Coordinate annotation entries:
----------

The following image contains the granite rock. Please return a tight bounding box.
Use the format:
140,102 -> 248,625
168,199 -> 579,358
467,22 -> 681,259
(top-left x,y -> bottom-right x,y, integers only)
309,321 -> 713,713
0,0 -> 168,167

----------

(Directive):
Return every line of the material above unchanged and in the same order.

(Response below):
The following image contains the granite rock. Please return a tight bounding box.
Use the format:
140,102 -> 248,625
168,199 -> 579,358
467,22 -> 681,259
(top-left x,y -> bottom-right x,y, integers only)
309,321 -> 713,713
0,0 -> 168,167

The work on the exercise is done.